▸ **Your instructions**
List every line in the entries below that contains the string "bounding", copying each line in full. Matching is case-sensitive.

▸ **Data excerpts**
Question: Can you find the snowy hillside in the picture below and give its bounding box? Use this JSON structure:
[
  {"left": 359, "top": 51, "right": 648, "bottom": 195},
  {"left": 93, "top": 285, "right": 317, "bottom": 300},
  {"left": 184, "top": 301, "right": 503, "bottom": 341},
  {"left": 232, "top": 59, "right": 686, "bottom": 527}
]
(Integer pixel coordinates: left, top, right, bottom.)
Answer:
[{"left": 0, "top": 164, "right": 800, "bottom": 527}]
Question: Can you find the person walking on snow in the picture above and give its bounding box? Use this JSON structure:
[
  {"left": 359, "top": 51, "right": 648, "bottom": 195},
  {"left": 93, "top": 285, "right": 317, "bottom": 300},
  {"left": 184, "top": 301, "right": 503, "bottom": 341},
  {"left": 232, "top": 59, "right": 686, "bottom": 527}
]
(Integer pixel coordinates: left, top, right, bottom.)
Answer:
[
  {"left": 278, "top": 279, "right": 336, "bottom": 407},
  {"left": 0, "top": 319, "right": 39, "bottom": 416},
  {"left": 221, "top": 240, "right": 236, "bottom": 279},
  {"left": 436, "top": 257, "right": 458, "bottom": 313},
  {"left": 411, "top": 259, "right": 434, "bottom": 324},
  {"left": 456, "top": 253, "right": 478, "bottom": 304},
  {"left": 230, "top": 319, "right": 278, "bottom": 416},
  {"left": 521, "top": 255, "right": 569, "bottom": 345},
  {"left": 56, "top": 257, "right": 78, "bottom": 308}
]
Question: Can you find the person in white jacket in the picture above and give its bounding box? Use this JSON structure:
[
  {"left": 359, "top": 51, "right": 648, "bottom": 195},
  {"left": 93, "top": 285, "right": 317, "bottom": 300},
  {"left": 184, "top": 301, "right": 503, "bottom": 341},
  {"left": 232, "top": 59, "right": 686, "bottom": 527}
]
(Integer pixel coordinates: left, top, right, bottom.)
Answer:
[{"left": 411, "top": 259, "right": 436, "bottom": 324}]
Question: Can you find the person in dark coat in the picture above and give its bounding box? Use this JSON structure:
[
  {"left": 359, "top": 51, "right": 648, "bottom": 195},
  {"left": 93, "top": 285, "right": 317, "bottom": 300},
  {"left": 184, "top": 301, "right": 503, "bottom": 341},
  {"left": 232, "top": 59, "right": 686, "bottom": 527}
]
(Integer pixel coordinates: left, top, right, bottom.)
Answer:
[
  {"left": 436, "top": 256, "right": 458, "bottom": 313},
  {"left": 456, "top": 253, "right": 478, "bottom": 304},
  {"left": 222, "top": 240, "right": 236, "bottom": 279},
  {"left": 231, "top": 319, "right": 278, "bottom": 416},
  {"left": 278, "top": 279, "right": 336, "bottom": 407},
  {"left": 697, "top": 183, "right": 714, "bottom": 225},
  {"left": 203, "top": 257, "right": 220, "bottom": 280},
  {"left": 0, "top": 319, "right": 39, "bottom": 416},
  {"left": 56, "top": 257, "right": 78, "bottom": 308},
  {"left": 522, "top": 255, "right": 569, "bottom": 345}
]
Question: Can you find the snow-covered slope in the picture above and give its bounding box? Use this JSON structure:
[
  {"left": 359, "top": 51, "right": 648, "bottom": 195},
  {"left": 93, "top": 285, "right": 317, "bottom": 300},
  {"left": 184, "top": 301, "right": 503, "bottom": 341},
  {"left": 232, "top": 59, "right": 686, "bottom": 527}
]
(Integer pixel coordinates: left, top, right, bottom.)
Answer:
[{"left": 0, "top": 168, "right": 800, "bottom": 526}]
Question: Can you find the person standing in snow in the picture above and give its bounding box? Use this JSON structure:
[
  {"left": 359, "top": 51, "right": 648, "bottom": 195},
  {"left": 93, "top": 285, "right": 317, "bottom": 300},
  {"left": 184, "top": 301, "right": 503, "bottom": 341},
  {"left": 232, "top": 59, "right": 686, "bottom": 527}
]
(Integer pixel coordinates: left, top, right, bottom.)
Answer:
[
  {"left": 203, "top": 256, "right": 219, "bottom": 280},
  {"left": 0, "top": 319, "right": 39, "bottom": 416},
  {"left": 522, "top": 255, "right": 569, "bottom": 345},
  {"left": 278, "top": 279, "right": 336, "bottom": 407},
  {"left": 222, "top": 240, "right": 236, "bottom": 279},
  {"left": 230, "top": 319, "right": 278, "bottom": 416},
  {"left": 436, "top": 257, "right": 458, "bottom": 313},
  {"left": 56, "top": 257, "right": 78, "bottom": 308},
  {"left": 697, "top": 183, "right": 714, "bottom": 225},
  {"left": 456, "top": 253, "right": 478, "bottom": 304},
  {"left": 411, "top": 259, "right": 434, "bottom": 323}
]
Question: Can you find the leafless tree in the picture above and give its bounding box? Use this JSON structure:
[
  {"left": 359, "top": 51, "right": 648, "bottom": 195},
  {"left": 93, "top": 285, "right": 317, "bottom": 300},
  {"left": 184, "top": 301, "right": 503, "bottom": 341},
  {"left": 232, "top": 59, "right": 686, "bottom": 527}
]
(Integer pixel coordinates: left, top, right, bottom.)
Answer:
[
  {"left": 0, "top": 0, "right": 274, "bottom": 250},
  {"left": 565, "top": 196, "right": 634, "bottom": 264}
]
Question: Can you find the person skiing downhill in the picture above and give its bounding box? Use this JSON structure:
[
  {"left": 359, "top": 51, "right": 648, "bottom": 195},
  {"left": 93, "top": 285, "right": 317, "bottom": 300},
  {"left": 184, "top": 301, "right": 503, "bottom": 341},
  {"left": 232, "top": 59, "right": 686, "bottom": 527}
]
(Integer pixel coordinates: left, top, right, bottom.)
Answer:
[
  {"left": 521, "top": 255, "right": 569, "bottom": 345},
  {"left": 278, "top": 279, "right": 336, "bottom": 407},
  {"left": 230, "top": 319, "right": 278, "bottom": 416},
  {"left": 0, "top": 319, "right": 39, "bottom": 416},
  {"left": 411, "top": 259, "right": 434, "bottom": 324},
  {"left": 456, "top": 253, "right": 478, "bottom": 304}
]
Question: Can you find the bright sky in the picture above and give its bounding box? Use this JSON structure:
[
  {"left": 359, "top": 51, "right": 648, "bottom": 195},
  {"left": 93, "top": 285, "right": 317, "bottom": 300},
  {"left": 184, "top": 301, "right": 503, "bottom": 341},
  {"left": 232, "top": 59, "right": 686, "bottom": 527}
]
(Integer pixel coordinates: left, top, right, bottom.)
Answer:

▸ **Solution for this exercise**
Question: Can you find the snowy hillside in the picture below and give its bounding box? Use this JSON structure:
Question: Can you find the person walking on snow in the picture above and give its bounding box? Use this JSON structure:
Question: Can you find the person in white jacket in the picture above and give its bounding box? Use this JSON structure:
Question: Can you find the person in dark coat in the picture above and give its bounding box? Use this JSON structure:
Question: Can you find the snow-covered slope in the picture above and give its bounding box? Use this JSON structure:
Question: Can you find the person standing in snow in the picture above and give its bounding box? Use this JSON structure:
Question: Can you find the leafless tree in the picture above and give its bounding box? Use this JSON structure:
Question: Can you find the person skiing downhill in the picture above and give its bounding box? Use this JSON structure:
Question: Can you find the bright sky in the picture above and give its bounding box? Use this JSON structure:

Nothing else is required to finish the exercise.